Task
Reproduce word for word the stretch of the sermon excerpt from "When the disciples" through "through the centuries.".

In John’s Gospel, Jesus is always trying to tell us who he is.
We’ve been in a sermon series examining his seven I AM statements.
We haven’t been moving through these “I AM” statements in order.
Today’s reading – though it falls later in our series–is actually the first time Jesus makes an “I AM” statement in the Gospel of John.
We’re hearing it on the 5th Sunday of Lent because it makes sense to hear I AM THE BREAD OF LIFE on the day when we gather to break bread in his name,
around this communion table.

This gospel word cannot be divorced from the real, physical hunger people experience– which is why, I think, Jesus describes himself as bread
after feeding five thousand people with two fish and five barley loaves.

After Jesus feeds the multitudes, he hops in a boat for some alone time,
which doesn’t last long because the disciples follow him across the sea,
and as they are rowing a storm comes and the disciples are scared,
so Jesus walks out to them on the water and says It is I; do not be afraid.

When the disciples hear the words ‘it is I’ — “Ἐγώ εἰμι” in Greek—
their ears perked up  for “Ἐγώ εἰμι” is the phrase God used with Moses at the burning bush. So when Jesus uses it, people aren’t just hearing a name.
They’re hearing divinity echo through the centuries.

And so with ears open for this echo, primed for this self-revelation of Jesus the Christ,
let us pick up this story, and listen for God’s Word for us in the Gospel of John,
chapter 6, beginning at verse 22.

As we approach the text, let us pray:

Holy God, You are who you are.
You will be who you will be. Right now, we pray that you’ll speak
and that by your Spirit we can quiet every other noise
so we can hear the voice that we most deeply recognize, yours, O Lord, yours.
Amen.

 

Scripture:

22 The next day the crowd that had stayed on the other side of the sea saw . . .  that neither Jesus nor his disciples were there, they themselves got into the boats and went looking for Jesus.

25 When they found him on the other side of the sea, Jesus said to them, “Very truly, I tell you, you are looking for me not because you saw signs but because you ate your fill of the loaves. 27 Do not work for the food that perishes but for the food that endures for eternal life, which the Son of Man will give you.

Dataset entries
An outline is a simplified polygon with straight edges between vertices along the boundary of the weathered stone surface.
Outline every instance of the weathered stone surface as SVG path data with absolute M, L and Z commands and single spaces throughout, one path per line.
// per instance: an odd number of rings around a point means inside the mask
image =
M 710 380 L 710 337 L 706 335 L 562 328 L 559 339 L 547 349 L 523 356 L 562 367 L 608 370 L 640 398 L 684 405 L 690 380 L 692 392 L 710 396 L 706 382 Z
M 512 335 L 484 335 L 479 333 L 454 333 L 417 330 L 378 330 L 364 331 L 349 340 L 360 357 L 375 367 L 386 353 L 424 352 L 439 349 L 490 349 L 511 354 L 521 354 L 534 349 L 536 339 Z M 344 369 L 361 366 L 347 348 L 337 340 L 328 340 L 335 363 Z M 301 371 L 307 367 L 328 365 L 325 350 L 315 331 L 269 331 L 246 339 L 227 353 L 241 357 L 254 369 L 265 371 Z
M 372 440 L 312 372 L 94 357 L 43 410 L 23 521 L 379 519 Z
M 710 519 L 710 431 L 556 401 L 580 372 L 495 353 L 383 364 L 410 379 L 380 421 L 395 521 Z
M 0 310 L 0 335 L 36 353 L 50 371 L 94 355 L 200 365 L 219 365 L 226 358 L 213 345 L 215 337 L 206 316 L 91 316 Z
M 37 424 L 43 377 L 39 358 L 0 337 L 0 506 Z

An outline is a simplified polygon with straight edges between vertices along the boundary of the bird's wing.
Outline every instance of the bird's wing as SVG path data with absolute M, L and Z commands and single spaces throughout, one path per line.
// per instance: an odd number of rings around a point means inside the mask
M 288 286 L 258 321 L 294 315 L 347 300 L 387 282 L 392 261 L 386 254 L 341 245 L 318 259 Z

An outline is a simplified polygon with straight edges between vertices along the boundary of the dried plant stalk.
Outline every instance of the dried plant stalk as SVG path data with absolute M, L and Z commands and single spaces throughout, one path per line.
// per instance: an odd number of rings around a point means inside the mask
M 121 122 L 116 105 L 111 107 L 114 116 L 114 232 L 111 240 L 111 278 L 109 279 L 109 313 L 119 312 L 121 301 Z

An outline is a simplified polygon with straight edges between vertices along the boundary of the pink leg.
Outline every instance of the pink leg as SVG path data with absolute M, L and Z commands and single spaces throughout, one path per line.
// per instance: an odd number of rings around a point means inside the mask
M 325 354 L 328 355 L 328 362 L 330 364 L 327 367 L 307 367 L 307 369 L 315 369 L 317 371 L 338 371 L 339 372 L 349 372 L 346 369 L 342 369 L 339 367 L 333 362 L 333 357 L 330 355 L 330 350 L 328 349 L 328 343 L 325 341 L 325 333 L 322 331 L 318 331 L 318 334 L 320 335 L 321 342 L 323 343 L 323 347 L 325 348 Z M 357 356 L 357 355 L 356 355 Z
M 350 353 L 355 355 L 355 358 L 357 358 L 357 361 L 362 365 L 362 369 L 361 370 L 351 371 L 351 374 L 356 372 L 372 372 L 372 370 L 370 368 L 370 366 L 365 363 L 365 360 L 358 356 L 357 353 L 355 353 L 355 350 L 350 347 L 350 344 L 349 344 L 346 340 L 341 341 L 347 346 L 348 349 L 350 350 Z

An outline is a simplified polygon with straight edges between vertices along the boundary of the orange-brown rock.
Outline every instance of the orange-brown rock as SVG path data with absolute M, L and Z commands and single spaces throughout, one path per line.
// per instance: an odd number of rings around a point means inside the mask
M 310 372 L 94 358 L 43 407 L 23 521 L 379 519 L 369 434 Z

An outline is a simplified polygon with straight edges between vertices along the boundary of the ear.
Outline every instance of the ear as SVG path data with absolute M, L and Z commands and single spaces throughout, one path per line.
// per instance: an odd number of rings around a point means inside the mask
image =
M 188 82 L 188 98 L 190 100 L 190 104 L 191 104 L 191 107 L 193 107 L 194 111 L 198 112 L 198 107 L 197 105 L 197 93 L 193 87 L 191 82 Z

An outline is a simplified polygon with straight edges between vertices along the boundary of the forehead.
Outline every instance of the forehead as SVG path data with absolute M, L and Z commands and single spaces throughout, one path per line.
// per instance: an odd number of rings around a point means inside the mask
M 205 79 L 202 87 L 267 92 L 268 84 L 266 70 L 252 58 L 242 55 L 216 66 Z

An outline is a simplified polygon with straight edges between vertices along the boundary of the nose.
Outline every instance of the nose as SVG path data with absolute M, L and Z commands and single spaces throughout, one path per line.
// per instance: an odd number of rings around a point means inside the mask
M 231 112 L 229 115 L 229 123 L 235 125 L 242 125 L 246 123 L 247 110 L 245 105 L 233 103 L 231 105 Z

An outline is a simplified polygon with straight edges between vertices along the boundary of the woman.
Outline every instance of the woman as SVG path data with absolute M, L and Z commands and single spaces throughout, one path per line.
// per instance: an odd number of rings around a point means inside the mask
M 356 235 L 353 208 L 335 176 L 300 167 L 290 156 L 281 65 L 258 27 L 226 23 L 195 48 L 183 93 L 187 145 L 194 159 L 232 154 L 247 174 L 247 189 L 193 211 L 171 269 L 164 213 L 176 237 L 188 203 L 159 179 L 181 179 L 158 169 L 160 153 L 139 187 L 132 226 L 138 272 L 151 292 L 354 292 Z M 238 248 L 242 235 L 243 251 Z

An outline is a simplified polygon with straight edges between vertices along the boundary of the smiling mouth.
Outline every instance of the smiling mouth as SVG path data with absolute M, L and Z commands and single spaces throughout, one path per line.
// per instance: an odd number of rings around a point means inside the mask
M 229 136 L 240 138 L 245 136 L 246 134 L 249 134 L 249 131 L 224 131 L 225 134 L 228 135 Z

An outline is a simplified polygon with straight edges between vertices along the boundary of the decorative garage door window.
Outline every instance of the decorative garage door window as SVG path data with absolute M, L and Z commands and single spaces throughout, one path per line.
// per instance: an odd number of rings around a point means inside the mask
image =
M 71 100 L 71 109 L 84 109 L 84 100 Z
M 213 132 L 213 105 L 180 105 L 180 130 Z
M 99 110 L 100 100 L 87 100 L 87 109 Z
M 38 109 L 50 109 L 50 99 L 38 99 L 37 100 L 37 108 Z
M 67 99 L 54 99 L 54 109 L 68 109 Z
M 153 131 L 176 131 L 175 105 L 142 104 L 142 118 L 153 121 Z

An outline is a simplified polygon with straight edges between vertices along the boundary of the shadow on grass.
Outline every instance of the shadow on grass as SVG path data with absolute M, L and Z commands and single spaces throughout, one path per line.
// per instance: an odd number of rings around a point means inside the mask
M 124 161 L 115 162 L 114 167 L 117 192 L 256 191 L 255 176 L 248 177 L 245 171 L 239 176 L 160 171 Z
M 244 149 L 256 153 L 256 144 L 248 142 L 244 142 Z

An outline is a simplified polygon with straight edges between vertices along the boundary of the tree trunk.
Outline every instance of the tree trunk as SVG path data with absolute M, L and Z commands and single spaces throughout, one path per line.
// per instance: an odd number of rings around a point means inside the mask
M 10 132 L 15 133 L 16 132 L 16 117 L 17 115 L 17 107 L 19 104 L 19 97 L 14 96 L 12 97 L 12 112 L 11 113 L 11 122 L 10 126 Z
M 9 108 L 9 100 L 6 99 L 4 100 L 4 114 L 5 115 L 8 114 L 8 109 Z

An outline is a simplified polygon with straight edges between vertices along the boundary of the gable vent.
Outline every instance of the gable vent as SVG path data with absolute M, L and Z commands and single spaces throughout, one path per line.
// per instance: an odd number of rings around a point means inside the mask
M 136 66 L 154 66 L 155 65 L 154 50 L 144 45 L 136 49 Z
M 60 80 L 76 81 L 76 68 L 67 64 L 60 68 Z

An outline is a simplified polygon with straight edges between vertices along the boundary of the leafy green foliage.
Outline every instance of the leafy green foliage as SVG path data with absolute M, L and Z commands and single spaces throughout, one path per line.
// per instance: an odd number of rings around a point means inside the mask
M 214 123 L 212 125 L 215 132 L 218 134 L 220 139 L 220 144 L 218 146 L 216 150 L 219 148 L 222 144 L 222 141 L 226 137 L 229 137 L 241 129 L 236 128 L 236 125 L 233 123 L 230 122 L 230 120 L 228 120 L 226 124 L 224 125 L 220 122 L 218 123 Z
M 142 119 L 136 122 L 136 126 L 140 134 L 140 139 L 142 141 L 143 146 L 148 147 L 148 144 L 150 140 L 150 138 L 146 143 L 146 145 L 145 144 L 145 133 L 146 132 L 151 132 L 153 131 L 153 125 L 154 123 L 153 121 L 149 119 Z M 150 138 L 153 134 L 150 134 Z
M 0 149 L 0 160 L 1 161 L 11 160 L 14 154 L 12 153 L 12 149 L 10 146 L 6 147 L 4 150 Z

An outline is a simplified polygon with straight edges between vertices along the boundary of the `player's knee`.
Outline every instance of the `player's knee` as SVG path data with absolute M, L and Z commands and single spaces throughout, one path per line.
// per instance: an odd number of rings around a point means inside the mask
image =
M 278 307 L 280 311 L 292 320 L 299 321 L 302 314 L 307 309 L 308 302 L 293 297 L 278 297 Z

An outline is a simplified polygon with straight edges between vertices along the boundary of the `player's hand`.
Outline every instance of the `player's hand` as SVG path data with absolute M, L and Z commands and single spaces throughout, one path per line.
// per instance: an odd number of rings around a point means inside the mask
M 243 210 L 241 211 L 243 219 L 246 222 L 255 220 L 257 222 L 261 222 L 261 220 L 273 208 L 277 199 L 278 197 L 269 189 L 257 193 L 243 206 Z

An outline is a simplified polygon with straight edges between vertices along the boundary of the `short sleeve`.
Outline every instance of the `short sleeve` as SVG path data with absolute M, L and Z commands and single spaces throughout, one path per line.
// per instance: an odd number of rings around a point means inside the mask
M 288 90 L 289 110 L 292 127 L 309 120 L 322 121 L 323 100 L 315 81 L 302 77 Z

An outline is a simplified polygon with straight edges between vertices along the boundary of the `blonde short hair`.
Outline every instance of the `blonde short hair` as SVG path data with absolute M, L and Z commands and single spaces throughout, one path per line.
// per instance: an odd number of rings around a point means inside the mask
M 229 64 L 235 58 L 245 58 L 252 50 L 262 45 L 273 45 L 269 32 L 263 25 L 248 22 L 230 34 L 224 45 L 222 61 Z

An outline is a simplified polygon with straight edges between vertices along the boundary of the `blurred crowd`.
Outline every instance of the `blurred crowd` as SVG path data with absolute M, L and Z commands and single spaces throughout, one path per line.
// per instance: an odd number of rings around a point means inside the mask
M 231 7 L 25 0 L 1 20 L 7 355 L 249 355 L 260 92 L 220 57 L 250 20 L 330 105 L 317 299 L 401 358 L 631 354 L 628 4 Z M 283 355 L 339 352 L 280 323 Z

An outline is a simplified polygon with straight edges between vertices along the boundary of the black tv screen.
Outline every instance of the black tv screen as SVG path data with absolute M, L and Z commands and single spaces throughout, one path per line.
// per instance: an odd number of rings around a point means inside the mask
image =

Finished task
When the disciples hear the words ‘it is I’ — “Ἐγώ εἰμι” in Greek—
their ears perked up  for “Ἐγώ εἰμι” is the phrase God used with Moses at the burning bush. So when Jesus uses it, people aren’t just hearing a name.
They’re hearing divinity echo through the centuries.